Text provided:
All Job Services Share:

  1. Database Session Management
    db = SessionLocal()  # New session for background task
    try:
        # ... work ...
    finally:
        db.close()
    
  2. Status Transitions
    job.status = "running"
    job.started_at = datetime.utcnow()
    db.commit()
    # ... execute ...
    job.status = "completed"
    job.completed_at = datetime.utcnow()
    db.commit()
    
  3. Environment Setup
    env = os.environ.copy()
    if repository.passphrase:
        env['BORG_PASSPHRASE'] = repository.passphrase
    env['BORG_RSH'] = 'ssh -o StrictHostKeyChecking=no ...'
    
  4. Process Management
    process = await asyncio.create_subprocess_exec(
        *cmd,
        stdout=asyncio.subprocess.PIPE,
        stderr=asyncio.subprocess.PIPE,
        env=env
    )

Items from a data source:
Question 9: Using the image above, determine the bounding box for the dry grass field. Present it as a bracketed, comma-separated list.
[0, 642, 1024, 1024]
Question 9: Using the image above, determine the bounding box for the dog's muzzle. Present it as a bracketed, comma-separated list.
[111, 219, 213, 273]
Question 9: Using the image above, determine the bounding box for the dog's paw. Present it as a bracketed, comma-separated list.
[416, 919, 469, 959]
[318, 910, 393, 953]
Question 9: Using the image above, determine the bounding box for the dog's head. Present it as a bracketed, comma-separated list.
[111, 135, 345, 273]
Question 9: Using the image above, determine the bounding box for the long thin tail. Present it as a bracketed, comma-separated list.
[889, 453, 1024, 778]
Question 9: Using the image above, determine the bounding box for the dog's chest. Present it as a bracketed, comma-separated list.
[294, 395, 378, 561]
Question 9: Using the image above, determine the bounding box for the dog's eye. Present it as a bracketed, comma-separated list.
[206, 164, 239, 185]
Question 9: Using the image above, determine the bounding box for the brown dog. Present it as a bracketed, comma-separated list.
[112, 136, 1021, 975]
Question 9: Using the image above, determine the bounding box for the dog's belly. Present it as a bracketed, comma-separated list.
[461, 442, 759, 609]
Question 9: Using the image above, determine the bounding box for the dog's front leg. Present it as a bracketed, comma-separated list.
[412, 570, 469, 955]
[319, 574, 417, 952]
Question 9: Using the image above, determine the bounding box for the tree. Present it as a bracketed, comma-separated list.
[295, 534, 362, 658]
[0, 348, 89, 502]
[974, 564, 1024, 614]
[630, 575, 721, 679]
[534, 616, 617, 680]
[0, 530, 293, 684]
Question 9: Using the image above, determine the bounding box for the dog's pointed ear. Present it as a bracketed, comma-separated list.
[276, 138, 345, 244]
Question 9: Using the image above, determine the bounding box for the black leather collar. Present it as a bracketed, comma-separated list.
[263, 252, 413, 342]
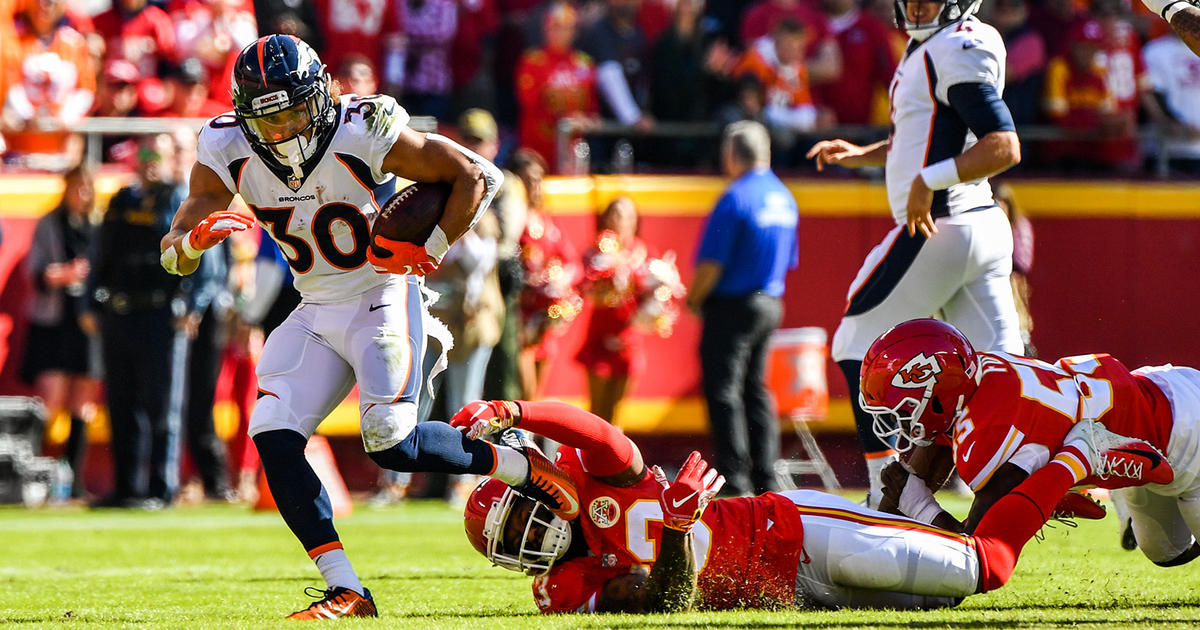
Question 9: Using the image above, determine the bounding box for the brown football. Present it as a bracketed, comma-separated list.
[371, 181, 452, 257]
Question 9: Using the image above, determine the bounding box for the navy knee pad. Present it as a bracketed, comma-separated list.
[254, 428, 337, 551]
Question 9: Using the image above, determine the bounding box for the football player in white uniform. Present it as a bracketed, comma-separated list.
[809, 0, 1022, 506]
[162, 35, 578, 619]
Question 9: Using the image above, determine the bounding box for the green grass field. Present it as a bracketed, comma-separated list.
[0, 502, 1200, 630]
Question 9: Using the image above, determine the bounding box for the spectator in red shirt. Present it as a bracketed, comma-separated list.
[733, 18, 829, 157]
[647, 0, 737, 167]
[492, 0, 544, 122]
[335, 55, 379, 96]
[740, 0, 842, 84]
[1092, 0, 1153, 172]
[313, 0, 404, 84]
[160, 59, 229, 118]
[1030, 0, 1088, 56]
[384, 0, 458, 120]
[576, 197, 654, 422]
[170, 0, 258, 109]
[253, 0, 324, 51]
[516, 2, 598, 171]
[578, 0, 654, 131]
[989, 0, 1046, 126]
[509, 148, 583, 400]
[91, 59, 144, 163]
[0, 0, 96, 172]
[1044, 19, 1127, 172]
[92, 0, 178, 87]
[815, 0, 896, 125]
[450, 0, 501, 110]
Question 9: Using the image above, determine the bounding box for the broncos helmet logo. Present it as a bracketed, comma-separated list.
[892, 353, 942, 389]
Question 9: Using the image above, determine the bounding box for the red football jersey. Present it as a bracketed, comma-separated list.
[533, 446, 804, 612]
[953, 353, 1172, 490]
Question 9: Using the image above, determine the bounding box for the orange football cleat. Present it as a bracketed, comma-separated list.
[500, 428, 580, 521]
[288, 587, 379, 622]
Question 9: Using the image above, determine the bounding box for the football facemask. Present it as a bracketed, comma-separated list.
[893, 0, 983, 42]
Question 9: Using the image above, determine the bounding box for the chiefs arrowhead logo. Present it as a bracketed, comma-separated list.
[892, 353, 942, 389]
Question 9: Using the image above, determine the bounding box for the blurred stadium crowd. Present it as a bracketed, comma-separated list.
[7, 0, 1200, 174]
[0, 0, 1200, 508]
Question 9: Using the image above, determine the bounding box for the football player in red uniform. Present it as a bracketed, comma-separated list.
[450, 401, 1142, 612]
[860, 319, 1200, 566]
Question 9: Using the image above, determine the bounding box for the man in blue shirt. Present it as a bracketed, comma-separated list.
[688, 120, 799, 494]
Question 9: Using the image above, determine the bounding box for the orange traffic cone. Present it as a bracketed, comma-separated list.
[254, 436, 354, 518]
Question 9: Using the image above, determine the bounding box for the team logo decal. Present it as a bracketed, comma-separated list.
[588, 497, 620, 529]
[250, 90, 289, 112]
[892, 353, 942, 389]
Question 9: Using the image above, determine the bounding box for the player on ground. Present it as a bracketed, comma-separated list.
[1141, 0, 1200, 55]
[162, 35, 575, 619]
[862, 319, 1200, 566]
[451, 401, 1152, 612]
[809, 0, 1021, 506]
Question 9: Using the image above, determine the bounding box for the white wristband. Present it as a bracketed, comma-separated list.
[900, 475, 942, 523]
[920, 157, 962, 191]
[1162, 0, 1192, 24]
[425, 226, 450, 264]
[179, 230, 204, 260]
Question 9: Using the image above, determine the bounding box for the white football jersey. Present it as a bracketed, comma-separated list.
[197, 95, 408, 304]
[886, 17, 1007, 224]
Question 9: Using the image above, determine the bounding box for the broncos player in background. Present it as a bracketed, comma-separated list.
[450, 401, 1161, 612]
[862, 319, 1200, 566]
[808, 0, 1022, 506]
[162, 35, 577, 619]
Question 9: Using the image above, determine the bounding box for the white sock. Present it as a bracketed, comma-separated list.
[492, 444, 529, 486]
[312, 550, 366, 595]
[866, 452, 900, 497]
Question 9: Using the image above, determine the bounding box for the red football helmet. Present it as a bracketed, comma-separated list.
[463, 478, 571, 575]
[858, 319, 979, 452]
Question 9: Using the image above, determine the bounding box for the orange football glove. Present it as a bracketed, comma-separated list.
[367, 235, 438, 276]
[187, 210, 254, 252]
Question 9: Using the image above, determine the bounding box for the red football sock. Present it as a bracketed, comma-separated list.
[973, 457, 1076, 593]
[517, 401, 635, 476]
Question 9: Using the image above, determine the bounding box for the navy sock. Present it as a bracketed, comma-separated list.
[367, 421, 496, 475]
[254, 428, 337, 551]
[838, 361, 892, 452]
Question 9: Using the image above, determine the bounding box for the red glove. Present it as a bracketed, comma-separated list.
[650, 451, 725, 532]
[367, 235, 438, 276]
[187, 210, 254, 252]
[450, 401, 520, 439]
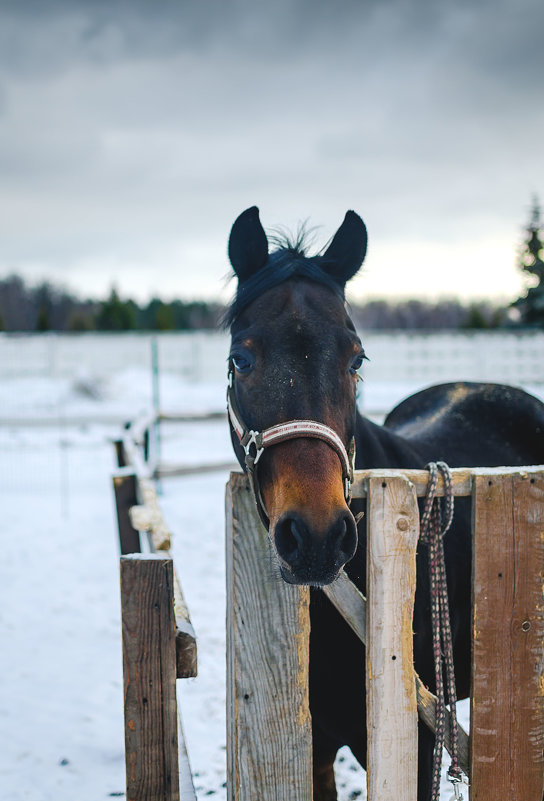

Your tasks:
a. From the text on shared job service patterns, reproduce the stretch from "1. Database Session" through "job.started_at = datetime.utcnow()".
b. List the headings of the numbered sections in the text on shared job service patterns.

Written responses:
a.
1. Database Session Management
    db = SessionLocal()  # New session for background task
    try:
        # ... work ...
    finally:
        db.close()
    
  2. Status Transitions
    job.status = "running"
    job.started_at = datetime.utcnow()

b.
Database Session Management
Status Transitions
Environment Setup
Process Management